Texte fourni.
■ ■ ■ ■ ■

Ainsi l'entendait saint Paul; ainsi l'entendait
également (nous le verrons plus loin) ce
même saint Pierre an nom de qui le despotisme
romain s'est établi.
.
302. Verset
1. Que
chacun nous regarde comme des ministres de Christ,
et des dispensateurs des mystères de
Dieu.
En isolant ces mots
de ce
qui précède, on est arrivé
à y voir tout le contraire de ce qu'ils
disent. Des hommes ont réclamé, comme
ministres de Christ, un pouvoir sans bornes; comme
dispensateurs des mystères de Dieu, ils se
sont arrogé le droit de les dispenser en
effet, c'est-à-dire de distribuer les
grâces et de régler souverainement la
foi.
Rien de tout cela
dans ce
verset, qui n'est que le résumé du
raisonnement de saint Paul. Il vient de dire qu'on
ne doit pas se donner à des hommes , que
l'Église n'appartient ni à Paul, ni
à Pierre, mais à Christ. Comment donc
faut-il considérer Paul et Pierre? Il
répond : « Comme des ministres de
Christ, comme des dispensateurs des mystères
de Dieu.»

■ ■ ■ ■ ■

Défis proposés.
**A.** Traduisez en anglais, s'il vous plaît, cette phrase du commentaire sur saint Paul : « Rien de tout cela dans ce verset, qui n'est que le résumé du raisonnement de saint Paul. »
**B.** Selon le commentaire sur saint Paul, à qui l'Église appartient-elle ?
**C.** Reprenez le commentaire sur saint Paul après sa dernière phrase et rédigez-en la suite.
Les entrées qui suivent n'ont aucun rapport avec le commentaire sur saint Paul.

■ ■ ■ ■ ■

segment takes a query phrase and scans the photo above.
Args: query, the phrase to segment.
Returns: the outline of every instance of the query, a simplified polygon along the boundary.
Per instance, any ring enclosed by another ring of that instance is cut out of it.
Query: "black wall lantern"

■ ■ ■ ■ ■

Liste des réponses.
**A.** None of that is in this verse, which is only the summary of Saint Paul's reasoning.

**B.** Elle appartient à Christ, et non à Paul ni à Pierre.

**C.**
L'idée est donc
toute d'humilité ; elle revient à :
« Nous ne sommes que des ministres, que des
dispensateurs.» C'est ce que disent, outre le
sens général, les mots mêmes
employés ici par saint Paul. Celui que nous
traduisons par ministre veut dire proprement
rameur, serviteur d'ordre inférieur; celui
que nous traduisons par dispensateur veut dire
administrateur, économe, et
l'économe, chez les anciens, n'était
qu'un serviteur un peu au-dessus des autres,
souvent même qu'un esclave.
Ainsi, cette
déclaration dont l'orgueil sacerdotal a
tiré un si grand parti, c'est encore une de
celles qui le condamnent le plus
formellement.
303. Verset
2. Or, ce
qu'on demande à des dispensateurs (à
des économes), c'est qu'ils soient
trouvés fidèles.
L'apôtre poursuit
son idée, mais dans le sens que nous venons
d'indiquer. L'autorité du ministre de
Jésus-Christ est liée à sa
fidélité ; tout ce que saint Paul
demande dans les versets suivants, c'est qu'on ne
se hâte pas de prononcer sur la question de
fidélité, condamnant orgueilleusement
tel ou tel pour se livrer servilement à
quelque autre. Dans tout cela, par
conséquent, aucune trace d'une
autorité souveraine que les ministres de
Jésus-Christ aient à exercer sur
l'Église; aucune trace, non plus,
d'inégalité entre eux; aucune trace,
enfin, d'une autorité centrale
prononçant infailliblement sur leur
fidélité.
Versets 9
et suiv. -
Dévouement de Paul. Ses épreuves de
tous les jours. Envoi de Timothée aux
Corinthiens. Paul ira lui-même les
voir.
Scandales dans l'Église de Corinthe. Paul s'est déjà transporté en esprit au milieu des chrétiens de cette ville, pour prononcer avec, eux la sentence du coupable.
304.
Versets 4 et 5.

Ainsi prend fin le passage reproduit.